[[ Supplied material open ]]
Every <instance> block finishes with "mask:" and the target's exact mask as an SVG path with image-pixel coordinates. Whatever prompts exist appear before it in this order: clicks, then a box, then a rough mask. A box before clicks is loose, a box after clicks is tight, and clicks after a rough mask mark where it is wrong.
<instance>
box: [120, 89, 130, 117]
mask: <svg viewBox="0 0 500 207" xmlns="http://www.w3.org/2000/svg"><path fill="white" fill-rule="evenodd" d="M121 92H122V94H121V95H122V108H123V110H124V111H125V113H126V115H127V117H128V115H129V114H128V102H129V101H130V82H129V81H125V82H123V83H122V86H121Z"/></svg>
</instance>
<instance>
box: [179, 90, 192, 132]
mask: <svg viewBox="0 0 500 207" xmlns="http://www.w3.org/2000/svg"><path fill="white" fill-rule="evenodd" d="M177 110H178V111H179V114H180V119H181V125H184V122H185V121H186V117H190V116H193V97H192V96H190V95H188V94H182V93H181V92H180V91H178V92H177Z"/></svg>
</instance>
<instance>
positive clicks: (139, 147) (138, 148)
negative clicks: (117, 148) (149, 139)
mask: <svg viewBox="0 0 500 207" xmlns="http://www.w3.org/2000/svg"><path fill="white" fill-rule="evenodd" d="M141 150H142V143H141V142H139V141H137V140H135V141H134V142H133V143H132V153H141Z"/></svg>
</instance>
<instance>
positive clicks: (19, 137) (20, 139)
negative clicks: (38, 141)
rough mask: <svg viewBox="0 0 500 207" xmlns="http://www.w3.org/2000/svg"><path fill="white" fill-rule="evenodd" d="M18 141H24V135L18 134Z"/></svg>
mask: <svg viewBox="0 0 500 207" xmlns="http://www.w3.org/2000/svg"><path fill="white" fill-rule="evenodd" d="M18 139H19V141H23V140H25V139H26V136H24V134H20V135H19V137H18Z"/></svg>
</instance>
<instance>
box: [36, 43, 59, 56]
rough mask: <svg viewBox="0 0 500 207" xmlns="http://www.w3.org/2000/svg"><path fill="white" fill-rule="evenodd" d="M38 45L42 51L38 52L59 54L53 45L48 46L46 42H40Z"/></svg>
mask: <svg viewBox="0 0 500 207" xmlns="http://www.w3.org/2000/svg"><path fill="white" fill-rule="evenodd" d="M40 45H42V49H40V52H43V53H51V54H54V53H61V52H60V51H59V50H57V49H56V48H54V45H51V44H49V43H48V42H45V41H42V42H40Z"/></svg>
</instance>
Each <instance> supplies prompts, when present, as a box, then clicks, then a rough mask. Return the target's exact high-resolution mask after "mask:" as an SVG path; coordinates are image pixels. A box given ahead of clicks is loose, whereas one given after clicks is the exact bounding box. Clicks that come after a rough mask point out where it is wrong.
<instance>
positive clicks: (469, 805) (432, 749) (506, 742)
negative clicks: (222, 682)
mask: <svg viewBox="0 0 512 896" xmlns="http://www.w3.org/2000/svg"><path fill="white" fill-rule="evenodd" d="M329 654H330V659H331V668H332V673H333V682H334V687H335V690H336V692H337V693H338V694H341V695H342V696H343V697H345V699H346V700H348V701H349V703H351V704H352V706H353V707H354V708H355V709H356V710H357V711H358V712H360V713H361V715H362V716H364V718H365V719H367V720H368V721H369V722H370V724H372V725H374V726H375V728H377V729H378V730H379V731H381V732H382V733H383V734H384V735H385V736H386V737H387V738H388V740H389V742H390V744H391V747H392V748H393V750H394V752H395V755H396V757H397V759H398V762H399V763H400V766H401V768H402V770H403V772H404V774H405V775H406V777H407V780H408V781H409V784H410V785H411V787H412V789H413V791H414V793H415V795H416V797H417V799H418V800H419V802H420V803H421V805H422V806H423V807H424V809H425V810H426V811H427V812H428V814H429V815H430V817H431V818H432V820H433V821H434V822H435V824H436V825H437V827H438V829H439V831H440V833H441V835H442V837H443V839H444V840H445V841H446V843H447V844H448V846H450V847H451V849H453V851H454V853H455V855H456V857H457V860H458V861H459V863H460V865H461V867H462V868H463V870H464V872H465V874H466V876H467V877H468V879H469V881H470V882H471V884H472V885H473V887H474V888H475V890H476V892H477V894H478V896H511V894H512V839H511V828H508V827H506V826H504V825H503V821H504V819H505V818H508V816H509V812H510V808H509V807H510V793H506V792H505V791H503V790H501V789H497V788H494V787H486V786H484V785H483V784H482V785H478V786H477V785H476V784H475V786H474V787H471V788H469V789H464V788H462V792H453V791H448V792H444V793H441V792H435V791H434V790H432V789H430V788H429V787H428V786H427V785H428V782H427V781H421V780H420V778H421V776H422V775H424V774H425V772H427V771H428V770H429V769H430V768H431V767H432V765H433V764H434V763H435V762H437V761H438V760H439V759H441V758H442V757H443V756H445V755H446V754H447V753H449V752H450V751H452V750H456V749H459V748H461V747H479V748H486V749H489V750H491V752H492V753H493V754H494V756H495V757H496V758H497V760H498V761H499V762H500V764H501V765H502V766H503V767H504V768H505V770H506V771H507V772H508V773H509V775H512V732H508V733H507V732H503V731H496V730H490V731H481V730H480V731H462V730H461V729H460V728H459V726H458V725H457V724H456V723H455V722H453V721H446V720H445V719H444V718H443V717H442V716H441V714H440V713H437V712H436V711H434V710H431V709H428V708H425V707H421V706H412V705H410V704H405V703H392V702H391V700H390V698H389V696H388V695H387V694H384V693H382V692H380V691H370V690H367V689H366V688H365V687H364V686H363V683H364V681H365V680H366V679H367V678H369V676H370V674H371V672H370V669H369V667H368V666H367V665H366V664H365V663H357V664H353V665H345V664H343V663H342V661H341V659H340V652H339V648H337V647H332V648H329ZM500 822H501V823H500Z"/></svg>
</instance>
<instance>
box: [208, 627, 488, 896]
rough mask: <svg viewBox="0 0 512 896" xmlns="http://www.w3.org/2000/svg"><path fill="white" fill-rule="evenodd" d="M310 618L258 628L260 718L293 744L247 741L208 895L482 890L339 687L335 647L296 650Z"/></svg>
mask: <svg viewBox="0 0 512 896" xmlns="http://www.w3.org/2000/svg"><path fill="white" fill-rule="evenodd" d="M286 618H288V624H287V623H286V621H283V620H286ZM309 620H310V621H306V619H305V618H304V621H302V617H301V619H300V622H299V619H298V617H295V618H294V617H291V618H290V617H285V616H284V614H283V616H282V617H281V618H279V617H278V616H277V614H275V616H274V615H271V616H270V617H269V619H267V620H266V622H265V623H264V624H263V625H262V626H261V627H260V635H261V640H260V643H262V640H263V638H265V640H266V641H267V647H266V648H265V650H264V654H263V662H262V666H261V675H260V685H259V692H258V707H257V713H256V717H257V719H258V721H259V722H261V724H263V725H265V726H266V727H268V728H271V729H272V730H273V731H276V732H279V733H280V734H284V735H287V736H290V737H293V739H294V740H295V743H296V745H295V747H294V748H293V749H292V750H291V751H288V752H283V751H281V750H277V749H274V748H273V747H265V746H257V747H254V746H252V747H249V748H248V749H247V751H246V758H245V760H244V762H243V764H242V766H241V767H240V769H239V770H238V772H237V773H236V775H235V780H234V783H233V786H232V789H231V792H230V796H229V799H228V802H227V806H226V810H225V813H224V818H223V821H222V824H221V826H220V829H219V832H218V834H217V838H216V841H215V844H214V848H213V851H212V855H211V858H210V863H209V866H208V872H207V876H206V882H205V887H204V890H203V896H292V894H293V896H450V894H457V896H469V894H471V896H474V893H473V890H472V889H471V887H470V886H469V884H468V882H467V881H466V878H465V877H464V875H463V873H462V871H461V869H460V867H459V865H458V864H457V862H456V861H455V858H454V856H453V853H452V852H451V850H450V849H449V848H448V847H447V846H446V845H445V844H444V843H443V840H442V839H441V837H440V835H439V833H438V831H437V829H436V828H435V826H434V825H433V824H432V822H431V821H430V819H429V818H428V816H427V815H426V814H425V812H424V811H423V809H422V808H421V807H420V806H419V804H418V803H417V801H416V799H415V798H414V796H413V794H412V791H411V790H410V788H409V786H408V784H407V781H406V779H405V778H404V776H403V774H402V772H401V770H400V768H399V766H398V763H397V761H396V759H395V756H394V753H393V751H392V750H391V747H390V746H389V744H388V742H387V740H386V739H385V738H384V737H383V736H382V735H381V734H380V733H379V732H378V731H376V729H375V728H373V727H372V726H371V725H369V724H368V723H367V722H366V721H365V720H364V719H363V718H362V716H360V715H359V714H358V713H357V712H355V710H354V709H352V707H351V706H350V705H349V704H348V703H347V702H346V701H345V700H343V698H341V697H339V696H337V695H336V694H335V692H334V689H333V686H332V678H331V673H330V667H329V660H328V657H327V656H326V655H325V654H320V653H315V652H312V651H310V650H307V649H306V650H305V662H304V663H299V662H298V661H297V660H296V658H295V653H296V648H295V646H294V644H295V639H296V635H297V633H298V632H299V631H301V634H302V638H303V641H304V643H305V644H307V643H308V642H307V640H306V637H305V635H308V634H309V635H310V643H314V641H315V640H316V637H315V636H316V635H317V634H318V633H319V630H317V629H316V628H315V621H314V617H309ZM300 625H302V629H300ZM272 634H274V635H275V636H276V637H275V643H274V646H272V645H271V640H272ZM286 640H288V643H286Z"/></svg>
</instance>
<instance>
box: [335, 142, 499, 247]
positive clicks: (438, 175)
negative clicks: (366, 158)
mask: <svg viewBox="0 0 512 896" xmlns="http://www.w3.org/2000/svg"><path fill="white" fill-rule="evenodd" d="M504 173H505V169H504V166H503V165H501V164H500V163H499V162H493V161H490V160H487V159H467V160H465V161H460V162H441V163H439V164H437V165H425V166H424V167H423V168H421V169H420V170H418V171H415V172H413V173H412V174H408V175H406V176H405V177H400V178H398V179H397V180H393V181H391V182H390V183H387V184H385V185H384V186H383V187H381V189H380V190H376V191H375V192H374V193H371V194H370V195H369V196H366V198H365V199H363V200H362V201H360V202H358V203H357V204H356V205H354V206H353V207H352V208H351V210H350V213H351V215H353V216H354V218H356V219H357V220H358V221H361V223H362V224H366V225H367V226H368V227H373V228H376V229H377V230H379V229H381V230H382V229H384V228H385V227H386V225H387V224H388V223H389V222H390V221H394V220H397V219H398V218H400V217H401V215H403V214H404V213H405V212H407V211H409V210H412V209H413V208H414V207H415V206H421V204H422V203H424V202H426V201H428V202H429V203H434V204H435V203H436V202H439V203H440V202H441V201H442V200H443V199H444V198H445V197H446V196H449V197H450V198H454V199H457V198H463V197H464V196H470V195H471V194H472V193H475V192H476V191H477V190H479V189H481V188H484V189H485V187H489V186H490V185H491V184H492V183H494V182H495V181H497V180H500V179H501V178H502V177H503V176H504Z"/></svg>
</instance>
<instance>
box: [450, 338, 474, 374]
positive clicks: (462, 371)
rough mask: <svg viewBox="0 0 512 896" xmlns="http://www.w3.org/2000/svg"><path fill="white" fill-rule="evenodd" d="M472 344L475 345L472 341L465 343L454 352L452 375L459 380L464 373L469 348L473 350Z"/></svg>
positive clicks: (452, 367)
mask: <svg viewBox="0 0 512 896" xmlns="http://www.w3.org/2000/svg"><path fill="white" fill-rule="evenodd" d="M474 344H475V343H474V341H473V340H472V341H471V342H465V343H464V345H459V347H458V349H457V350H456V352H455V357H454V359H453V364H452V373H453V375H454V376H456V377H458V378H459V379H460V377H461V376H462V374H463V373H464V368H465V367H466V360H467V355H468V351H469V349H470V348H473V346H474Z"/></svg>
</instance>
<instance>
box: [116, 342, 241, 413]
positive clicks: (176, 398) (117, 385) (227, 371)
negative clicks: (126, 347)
[[ Supplied material closed ]]
* Problem details *
Rewrite the items from their beginning up to and including the line containing "box: [120, 89, 130, 117]", changing every "rough mask" to "coarse mask" and leaving all other text unaltered.

* Answer to this exercise *
Every <instance> block finishes with "mask:" and the target's exact mask as an SVG path with image-pixel coordinates. Whatever prompts exist appear before it in this order: clicks, then a box, then a coarse mask. A box before clicks is loose, a box after clicks is tight, and clicks after a coarse mask mark where it is wrong.
<instance>
box: [120, 89, 130, 117]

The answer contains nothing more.